■ **BLOCO DE TEXTO**:
Como eu morava em um lugar afastado, em terras indígenas Xakriabá, em São João das Missões (MG), onde não havia muita informação sobre o resto do mundo, eu não entendia como funcionavam essas questões climáticas. Eu tinha uma visão de que nada era ruim, tudo à minha volta era maravilhoso. Até que saí de lá aos 15 anos e vim morar em Ribeirão Preto (SP).

Claro que tive vários benefícios por causa dessa mudança. Consegui abrir mais minha mente sobre outros acontecimentos. Principalmente os relacionados às questões climáticas e, por ser lésbica, ao movimento LGBTQI+. Mas existiram, e ainda existem, os malefícios da mudança. Ainda me sinto mal com esse mundo de fora da aldeia, com o ar, a água e também a falta de respeito por parte de quem não é indígena.

Já das pessoas ligadas aos meus ancestrais sempre tive grande apoio. Sei que ser uma das lideranças da juventude indígena é muita responsabilidade, mas também me faz sentir que as pessoas confiam em mim. Isso me dá forças para que cada vez mais busque visibilidade para que o Brasil e o mundo inteiro ouçam nossas vozes.

Linhas de um conjunto de dados
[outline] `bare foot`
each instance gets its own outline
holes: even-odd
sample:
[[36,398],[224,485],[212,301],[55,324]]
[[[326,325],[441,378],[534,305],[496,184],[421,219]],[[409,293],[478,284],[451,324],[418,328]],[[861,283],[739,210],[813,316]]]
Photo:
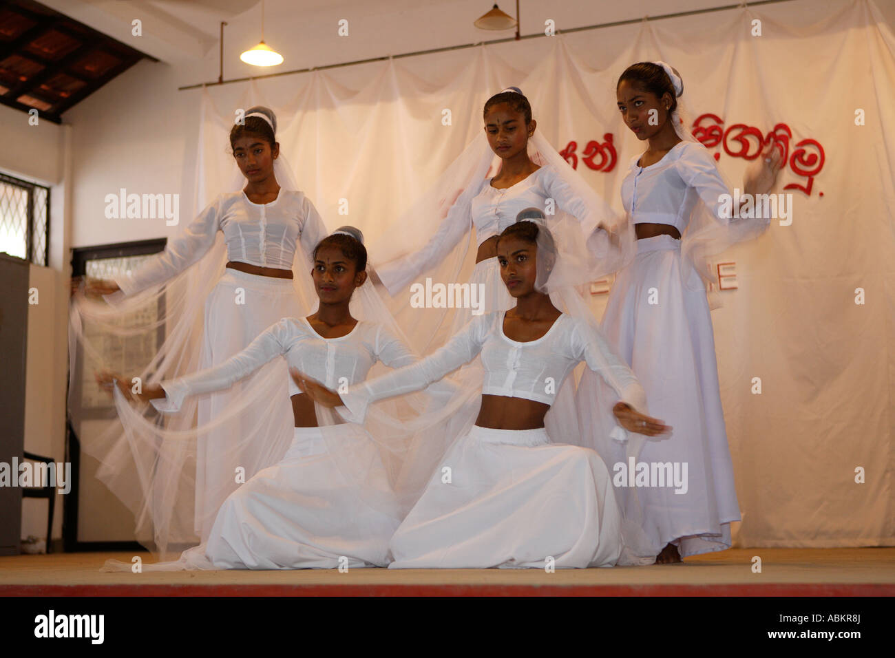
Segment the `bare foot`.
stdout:
[[680,559],[680,553],[678,551],[678,547],[673,543],[665,544],[665,548],[662,551],[656,556],[656,564],[675,564],[676,562],[683,562]]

■ **SUAS TAREFAS**:
1. Responda a estas perguntas sobre o relato:
(a) Em quais terras indígenas morava quem narra?
(b) Com que idade saiu de lá e para qual cidade foi?
(c) Qual papel diz ocupar na juventude indígena?
2. Por favor, repita o trecho do relato que começa nas palavras "Claro que tive" e termina em "não é indígena.".

■ **CONJUNTO DE RESPOSTAS**:
1.
(a) Nas terras indígenas Xakriabá, em São João das Missões (MG).
(b) Aos 15 anos, para Ribeirão Preto (SP).
(c) O de uma das lideranças da juventude indígena.

2.
Claro que tive vários benefícios por causa dessa mudança. Consegui abrir mais minha mente sobre outros acontecimentos. Principalmente os relacionados às questões climáticas e, por ser lésbica, ao movimento LGBTQI+. Mas existiram, e ainda existem, os malefícios da mudança. Ainda me sinto mal com esse mundo de fora da aldeia, com o ar, a água e também a falta de respeito por parte de quem não é indígena.